__Work to do__:
[1] Decide whether each statement below agrees with the court order excerpt, and back each yes or no with the deciding words from it, quoted exactly. (a) The agreement covered land measuring 4144.90 sq. mtrs. (b) Respondent No.4 built five buildings. (c) The order on IA No.3/2013 was pronounced at the hearing.
[2] Continue the court order excerpt from its final sentence.

__Page extract__:
3. At the outset, we consider it proper to mention that when IA No.3/2013 filed  

by respondent No.3 was listed for hearing, learned counsel for the parties were  

heard on the merits of the case and the order was reserved.  

4. Late  Shri  Mohan  Singh  (predecessor  of  the  appellants)  owned  land  

measuring 4144.90 sq. mtrs. comprised in CTS Nos. 661 to 691 of Village Kole  

Kalyan,  Taluka  Andheri.   On  16.10.1979,  he  entered  into  an  agreement  with  

respondent No.4 for sale of land measuring 3762.45 sq. mtrs.  After execution of  

the agreement, respondent No.4 constructed five buildings, which were occupied  

by the members of three Co-operative Housing Societies, i.e., respondent Nos. 3, 5  

and 6.

[Data listing]
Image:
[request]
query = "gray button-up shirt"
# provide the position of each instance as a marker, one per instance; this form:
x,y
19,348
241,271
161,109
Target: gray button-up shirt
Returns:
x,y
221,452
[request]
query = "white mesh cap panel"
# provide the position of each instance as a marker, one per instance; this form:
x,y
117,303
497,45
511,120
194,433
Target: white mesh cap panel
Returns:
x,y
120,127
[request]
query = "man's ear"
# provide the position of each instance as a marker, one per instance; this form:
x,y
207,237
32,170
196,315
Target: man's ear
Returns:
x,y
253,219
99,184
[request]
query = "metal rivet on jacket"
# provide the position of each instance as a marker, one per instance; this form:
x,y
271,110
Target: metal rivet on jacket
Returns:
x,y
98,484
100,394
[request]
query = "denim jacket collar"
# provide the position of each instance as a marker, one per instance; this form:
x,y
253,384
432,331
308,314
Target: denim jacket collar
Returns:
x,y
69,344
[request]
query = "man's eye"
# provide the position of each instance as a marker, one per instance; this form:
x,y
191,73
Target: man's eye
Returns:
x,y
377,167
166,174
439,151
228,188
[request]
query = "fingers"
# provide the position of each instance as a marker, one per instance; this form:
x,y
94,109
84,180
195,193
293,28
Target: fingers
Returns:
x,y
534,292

__Task-by-task outputs__:
[1]
(a) No: "for sale of land measuring 3762.45 sq. mtrs."
(b) Yes: "respondent No.4 constructed five buildings"
(c) No: "the order was reserved"

[2]
5. Due to non-payment of the amount in terms of agreement dated 16.10.1979,  

the appellants,  who are the legal heirs of late Shri Mohan Singh, issued notice  

dated 16.3.2005 and terminated agreement dated 16.10.1979.  After four years,  

respondent No.5 approached the appellants for purchase of 702.341 sq. mts. out of  

the  land owned  by late  Shri  Mohan Singh.   At  the  asking of  the  appellants,  

respondent No.5 produced the consent of respondent Nos. 3 and 6.  Thereafter, the  

appellants executed conveyance dated 25.8.2011 in favour of respondent No.5 and  

the developer – M/s. Rahul Constructions.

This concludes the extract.